## Exercise aim
Return, from the data that follows, each line that holds the word "below".
>>>
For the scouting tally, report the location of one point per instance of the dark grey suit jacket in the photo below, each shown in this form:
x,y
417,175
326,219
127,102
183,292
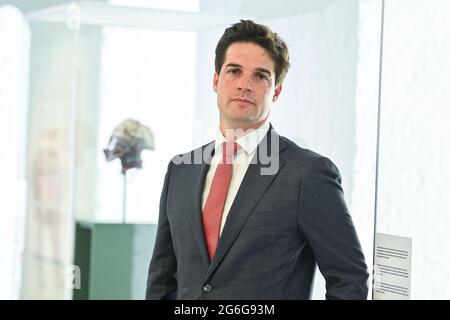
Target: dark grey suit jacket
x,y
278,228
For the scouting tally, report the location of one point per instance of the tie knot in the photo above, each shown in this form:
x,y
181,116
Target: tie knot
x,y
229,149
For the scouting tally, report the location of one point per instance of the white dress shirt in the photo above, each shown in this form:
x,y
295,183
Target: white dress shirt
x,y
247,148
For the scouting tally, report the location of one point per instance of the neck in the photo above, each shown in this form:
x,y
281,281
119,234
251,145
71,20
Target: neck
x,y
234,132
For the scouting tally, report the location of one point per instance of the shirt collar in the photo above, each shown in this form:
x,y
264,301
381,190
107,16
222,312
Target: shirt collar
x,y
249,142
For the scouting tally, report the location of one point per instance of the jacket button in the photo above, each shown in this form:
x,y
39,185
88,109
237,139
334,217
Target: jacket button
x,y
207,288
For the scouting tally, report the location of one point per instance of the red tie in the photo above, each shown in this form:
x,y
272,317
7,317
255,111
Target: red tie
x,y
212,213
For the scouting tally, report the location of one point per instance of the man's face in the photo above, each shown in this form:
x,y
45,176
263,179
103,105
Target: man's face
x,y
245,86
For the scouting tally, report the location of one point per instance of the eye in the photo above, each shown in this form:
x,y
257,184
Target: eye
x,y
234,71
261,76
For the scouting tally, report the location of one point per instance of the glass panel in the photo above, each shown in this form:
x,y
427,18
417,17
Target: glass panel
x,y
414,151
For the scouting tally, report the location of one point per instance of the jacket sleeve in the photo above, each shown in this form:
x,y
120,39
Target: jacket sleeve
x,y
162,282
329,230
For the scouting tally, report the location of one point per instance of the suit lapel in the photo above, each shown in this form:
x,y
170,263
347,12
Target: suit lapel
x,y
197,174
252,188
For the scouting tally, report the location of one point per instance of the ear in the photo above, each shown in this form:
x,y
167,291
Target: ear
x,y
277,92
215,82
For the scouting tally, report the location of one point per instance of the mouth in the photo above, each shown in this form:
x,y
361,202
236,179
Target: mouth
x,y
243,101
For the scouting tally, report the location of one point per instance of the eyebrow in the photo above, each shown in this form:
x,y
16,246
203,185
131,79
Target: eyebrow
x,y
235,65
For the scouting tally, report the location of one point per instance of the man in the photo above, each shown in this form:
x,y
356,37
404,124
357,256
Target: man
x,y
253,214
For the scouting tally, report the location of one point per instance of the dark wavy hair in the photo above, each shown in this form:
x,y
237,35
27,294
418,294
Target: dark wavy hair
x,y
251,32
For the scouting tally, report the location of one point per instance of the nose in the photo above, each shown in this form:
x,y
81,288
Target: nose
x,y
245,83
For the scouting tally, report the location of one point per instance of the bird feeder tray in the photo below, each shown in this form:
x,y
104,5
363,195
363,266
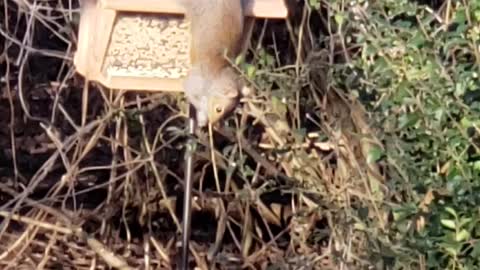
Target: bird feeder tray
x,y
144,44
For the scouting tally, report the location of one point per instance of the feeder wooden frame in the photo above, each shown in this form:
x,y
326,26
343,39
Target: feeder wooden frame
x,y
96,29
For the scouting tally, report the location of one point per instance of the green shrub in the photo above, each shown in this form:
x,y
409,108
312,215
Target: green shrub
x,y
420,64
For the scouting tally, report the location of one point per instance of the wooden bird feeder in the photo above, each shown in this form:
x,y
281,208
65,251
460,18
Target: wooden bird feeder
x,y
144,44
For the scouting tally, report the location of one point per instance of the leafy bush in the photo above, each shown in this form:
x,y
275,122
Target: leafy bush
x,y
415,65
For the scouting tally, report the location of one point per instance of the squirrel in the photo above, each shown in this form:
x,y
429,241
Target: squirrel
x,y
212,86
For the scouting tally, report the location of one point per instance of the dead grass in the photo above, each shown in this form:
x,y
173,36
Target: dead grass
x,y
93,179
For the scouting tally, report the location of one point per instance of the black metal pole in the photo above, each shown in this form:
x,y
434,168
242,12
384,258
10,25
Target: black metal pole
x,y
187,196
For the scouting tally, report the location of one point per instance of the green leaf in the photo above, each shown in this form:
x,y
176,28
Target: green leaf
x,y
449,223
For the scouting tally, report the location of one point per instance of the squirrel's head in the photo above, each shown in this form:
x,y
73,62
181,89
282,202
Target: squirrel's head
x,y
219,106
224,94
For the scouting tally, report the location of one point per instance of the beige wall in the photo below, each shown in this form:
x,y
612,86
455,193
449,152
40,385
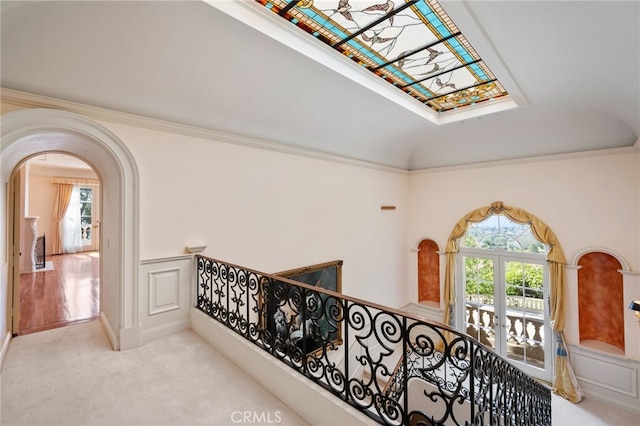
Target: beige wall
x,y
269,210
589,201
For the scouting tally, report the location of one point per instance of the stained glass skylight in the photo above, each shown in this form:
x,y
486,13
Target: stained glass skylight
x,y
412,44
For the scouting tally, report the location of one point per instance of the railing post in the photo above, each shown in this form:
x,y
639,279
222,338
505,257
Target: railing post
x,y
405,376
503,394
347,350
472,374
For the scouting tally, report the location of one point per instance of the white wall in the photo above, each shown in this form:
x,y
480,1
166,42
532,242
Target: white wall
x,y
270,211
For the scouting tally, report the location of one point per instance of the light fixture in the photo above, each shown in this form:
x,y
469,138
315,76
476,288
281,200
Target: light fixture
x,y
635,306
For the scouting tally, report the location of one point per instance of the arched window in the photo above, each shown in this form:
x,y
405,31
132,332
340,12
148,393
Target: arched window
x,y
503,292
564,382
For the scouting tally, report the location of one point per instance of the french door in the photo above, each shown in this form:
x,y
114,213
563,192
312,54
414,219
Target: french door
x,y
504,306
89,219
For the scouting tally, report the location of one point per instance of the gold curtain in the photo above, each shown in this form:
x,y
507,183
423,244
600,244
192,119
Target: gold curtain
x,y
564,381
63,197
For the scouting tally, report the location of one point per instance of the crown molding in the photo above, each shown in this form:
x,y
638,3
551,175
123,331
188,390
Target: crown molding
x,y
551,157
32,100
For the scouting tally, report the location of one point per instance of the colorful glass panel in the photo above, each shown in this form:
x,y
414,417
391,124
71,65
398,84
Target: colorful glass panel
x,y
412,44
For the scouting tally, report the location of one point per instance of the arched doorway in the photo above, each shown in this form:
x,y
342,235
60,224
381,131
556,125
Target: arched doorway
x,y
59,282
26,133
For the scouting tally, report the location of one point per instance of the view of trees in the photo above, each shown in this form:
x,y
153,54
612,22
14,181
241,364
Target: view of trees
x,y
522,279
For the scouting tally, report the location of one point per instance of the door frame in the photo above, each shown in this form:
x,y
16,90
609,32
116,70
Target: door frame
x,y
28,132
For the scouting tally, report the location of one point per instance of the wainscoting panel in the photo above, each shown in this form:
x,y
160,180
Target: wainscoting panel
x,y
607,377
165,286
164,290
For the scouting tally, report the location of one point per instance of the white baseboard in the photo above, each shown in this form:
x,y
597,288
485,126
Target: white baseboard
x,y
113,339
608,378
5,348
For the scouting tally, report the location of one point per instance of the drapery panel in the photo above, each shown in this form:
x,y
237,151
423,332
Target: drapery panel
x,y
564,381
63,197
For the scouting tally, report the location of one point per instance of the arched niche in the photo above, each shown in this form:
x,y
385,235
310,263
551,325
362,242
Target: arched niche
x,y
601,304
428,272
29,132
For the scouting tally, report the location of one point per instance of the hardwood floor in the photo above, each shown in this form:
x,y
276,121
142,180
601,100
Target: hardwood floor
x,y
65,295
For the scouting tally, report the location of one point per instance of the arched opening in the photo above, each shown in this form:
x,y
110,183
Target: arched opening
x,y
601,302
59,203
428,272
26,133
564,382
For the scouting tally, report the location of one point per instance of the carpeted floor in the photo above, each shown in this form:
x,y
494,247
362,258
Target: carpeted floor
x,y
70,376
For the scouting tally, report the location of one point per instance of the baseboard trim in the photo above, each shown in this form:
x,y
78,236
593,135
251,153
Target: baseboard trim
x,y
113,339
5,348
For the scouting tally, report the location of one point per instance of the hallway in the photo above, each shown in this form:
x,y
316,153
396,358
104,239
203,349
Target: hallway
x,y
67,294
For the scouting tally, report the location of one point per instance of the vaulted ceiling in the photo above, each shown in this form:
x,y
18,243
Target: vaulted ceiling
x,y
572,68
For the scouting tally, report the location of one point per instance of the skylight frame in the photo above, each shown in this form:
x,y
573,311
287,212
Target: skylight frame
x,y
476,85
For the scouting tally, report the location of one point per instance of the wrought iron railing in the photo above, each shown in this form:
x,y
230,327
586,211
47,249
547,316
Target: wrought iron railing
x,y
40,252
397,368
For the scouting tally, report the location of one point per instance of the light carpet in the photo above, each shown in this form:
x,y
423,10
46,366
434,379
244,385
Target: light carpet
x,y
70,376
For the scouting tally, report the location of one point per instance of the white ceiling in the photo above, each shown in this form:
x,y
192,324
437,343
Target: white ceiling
<<<
## Output for this exercise
For the scouting tally, report the location of one point per instance of the dark grey suit jacket in the photo below, each shown in this form:
For the scouting tally, report the location of one point per instance of the bird feeder tray in the photo below, each shown in this form:
For the scouting tally, report the location of one point per instance of the beige wall in the photo below, each shown in this form:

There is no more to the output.